Task item. From the review of the Blackbear album, extract everything from "An up-to-date observer" down to "with good reason.".

═══ Text shown

Photo Credit: Sam Dameshek
Matthew Tyler Musto has worn many caps in his almost 14-year-old career, releasing album after album and solidifying himself as one of the most consistent artists in the industry. His latest album, Everything Means Nothing, is just an extension of the testament towards his undeterred commitment as an all-around productive musician. Blackbear has been somewhat observant towards the audience he may or may not have intentionally chosen –that is –people just wanting to have a good time and vibe and less about the content or meaning behind the lyrics.
An up-to-date observer of his time, he released his album as a light-hearted homage to the digital age. Everything Means Nothing focuses on the concepts of love and happiness in the information age. In short, the album is a go-to playlist for Tiktok users. To his credit, Musto has always been grateful to the Internet for his success, and much of his work deals with giving back to his audience in some shape or form. After five studio albums and a monumental ten-million-dollar deal at Interscope, the artist is certainly in it for the long run, and with good reason.

══════
═══ Extracted data

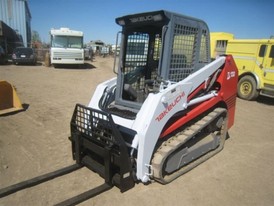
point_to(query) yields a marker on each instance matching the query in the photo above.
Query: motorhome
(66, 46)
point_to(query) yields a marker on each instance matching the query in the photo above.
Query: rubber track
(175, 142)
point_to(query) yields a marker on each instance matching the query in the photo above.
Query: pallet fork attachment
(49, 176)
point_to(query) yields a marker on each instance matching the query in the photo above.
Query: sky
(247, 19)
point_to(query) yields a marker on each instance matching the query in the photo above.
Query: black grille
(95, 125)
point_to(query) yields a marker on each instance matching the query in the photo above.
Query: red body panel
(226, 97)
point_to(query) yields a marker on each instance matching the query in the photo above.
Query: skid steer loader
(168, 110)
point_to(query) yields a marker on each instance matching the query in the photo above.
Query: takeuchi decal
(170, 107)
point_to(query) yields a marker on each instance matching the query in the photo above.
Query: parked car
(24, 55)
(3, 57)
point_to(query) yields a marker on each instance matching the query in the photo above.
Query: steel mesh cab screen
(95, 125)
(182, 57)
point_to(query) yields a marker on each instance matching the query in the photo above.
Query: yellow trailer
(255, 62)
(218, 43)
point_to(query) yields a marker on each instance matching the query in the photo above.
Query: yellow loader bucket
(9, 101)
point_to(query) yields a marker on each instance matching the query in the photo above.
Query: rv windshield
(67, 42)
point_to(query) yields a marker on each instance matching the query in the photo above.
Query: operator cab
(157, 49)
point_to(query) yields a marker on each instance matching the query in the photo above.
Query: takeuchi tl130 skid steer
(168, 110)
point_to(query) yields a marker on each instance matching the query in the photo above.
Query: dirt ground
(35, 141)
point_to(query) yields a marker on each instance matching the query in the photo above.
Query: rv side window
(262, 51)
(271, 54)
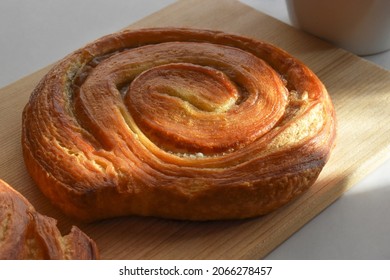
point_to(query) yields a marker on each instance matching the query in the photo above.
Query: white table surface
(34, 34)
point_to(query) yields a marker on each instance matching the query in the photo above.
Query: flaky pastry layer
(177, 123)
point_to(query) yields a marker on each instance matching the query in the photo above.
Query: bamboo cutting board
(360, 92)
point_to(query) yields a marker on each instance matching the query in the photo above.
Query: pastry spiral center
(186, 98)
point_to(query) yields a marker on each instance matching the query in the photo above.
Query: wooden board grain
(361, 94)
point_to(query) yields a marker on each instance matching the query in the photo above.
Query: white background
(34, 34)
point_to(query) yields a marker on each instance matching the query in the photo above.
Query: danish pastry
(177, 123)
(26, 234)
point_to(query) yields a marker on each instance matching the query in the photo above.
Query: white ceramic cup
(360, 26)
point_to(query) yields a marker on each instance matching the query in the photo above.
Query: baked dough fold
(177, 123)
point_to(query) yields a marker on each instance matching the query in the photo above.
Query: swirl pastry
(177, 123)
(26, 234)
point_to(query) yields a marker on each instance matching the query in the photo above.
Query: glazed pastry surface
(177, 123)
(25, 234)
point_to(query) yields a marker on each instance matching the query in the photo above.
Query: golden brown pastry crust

══════
═══ Extracted data

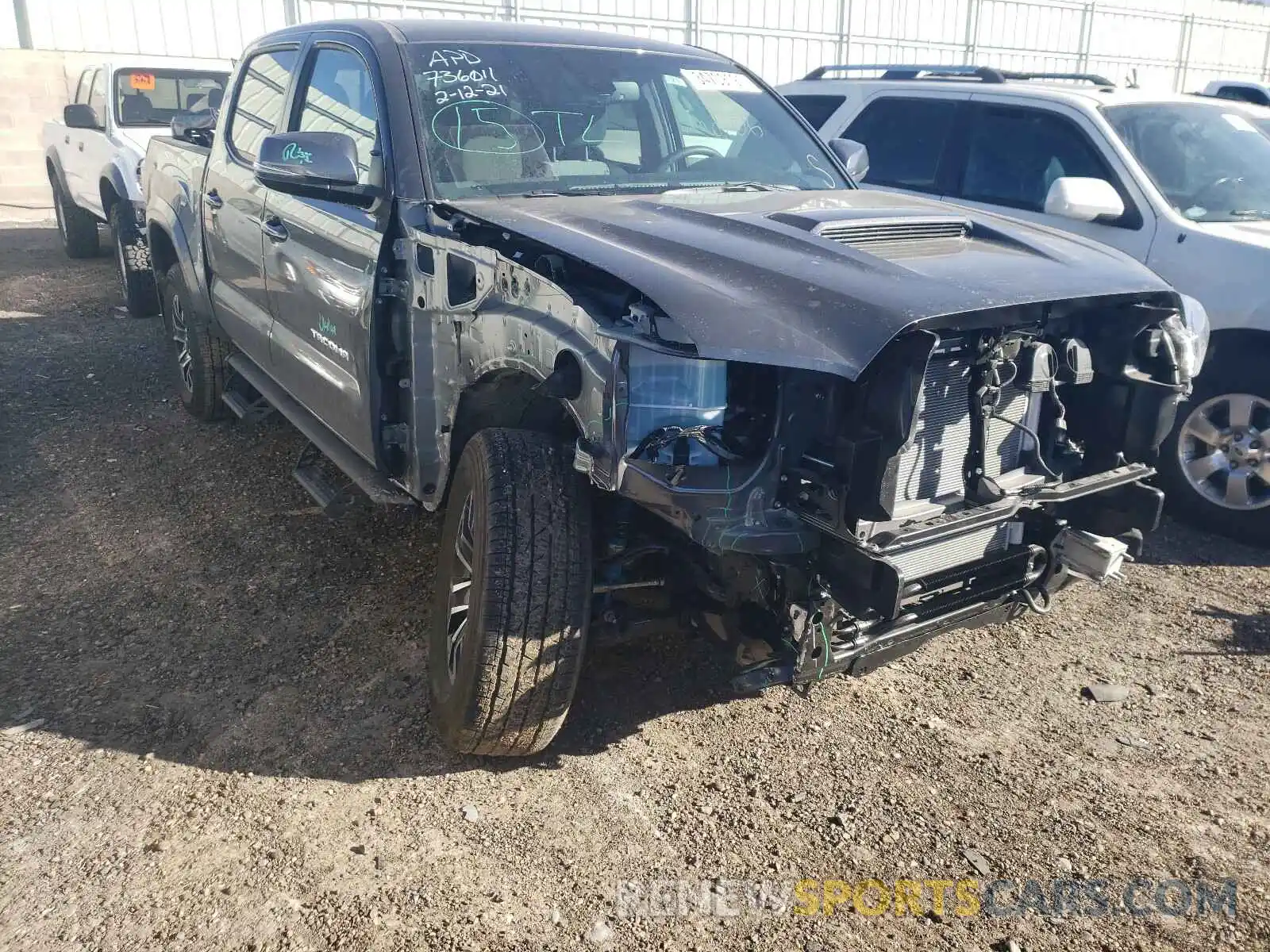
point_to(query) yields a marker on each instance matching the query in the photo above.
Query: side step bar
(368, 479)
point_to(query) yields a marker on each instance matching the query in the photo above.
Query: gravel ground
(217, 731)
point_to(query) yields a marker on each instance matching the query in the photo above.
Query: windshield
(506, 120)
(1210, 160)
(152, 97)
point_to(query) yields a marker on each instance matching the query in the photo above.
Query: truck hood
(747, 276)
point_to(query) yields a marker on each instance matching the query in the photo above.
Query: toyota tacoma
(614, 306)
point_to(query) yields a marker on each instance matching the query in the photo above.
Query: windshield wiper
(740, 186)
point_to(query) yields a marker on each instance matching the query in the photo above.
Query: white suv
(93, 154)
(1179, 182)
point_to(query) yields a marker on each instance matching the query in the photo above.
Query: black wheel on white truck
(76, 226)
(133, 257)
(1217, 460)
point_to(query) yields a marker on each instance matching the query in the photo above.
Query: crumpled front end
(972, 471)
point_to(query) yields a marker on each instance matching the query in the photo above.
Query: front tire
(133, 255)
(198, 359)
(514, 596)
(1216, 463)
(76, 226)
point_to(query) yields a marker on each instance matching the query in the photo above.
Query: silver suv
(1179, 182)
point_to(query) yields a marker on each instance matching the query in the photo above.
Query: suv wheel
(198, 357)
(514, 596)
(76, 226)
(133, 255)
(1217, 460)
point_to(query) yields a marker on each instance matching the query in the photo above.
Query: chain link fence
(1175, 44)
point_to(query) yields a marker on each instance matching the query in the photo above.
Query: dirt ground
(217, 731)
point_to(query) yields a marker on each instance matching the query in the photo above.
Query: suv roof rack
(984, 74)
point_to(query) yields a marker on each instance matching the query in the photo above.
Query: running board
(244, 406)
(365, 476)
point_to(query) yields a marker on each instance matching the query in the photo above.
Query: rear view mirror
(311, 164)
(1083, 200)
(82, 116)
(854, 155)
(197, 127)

══════
═══ Extracted data

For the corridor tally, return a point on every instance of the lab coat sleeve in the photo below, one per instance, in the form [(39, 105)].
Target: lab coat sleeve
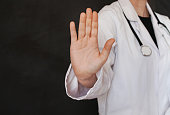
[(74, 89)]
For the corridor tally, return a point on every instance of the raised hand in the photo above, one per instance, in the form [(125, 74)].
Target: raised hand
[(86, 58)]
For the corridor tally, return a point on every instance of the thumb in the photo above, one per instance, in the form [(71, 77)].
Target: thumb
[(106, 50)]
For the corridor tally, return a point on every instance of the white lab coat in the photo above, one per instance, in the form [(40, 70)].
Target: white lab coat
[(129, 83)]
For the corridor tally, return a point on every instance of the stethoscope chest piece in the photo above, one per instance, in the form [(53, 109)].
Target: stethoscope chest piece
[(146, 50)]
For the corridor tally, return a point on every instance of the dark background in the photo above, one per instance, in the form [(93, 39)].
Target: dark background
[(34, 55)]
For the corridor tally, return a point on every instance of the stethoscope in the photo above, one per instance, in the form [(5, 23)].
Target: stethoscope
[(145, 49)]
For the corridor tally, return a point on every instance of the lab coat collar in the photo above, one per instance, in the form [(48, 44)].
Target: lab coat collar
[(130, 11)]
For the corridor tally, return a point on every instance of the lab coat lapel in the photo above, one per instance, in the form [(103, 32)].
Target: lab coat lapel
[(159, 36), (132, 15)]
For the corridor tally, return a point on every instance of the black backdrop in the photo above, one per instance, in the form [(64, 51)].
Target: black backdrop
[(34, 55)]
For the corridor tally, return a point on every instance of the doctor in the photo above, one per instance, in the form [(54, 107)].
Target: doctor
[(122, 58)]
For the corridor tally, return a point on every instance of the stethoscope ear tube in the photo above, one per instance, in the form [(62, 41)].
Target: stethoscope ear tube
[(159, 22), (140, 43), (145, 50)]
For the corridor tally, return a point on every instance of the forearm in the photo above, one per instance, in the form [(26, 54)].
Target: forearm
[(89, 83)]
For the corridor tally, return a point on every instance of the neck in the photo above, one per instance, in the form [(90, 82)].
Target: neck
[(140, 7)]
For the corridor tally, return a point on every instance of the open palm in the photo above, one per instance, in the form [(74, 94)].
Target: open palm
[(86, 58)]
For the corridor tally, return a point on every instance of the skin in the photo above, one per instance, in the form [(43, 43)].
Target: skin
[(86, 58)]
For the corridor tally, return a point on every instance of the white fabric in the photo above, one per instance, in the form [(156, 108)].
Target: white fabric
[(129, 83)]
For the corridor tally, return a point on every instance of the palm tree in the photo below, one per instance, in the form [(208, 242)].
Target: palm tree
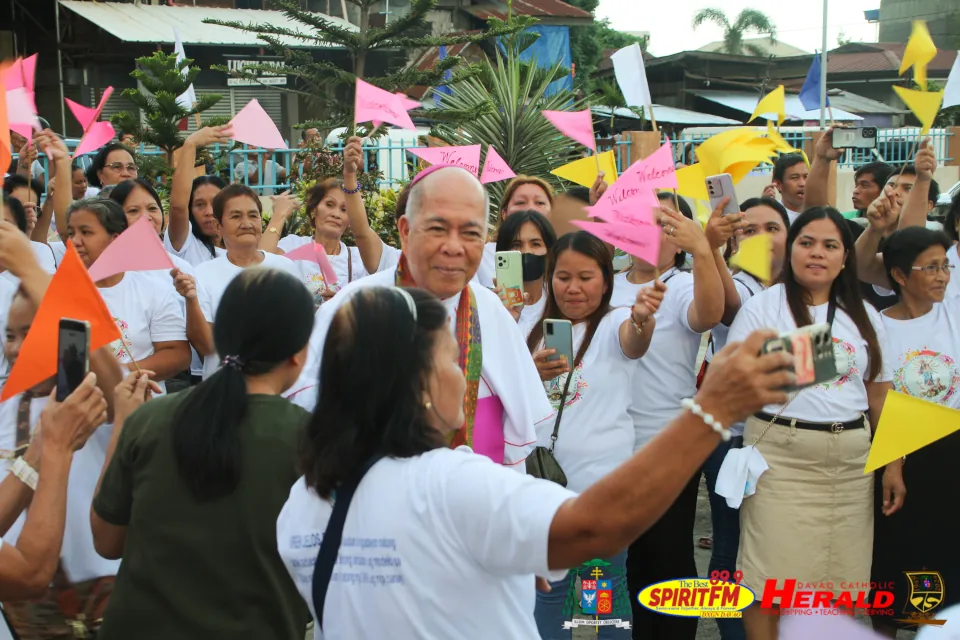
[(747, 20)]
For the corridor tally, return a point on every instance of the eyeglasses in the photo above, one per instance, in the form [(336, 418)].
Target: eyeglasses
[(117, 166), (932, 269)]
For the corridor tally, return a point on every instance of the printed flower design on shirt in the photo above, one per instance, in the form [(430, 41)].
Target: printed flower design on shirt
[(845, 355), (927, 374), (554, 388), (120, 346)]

══════

Solved exercise.
An up-to-date observer of his time, he released his album as a light-hearted homage to the digital age. Everything Means Nothing focuses on the concepts of love and happiness in the information age. In short, the album is a go-to playlist for Tiktok users. To his credit, Musto has always been grateful to the Internet for his success, and much of his work deals with giving back to his audience in some shape or form. After five studio albums and a monumental ten-million-dollar deal at Interscope, the artist is certainly in it for the long run, and with good reason.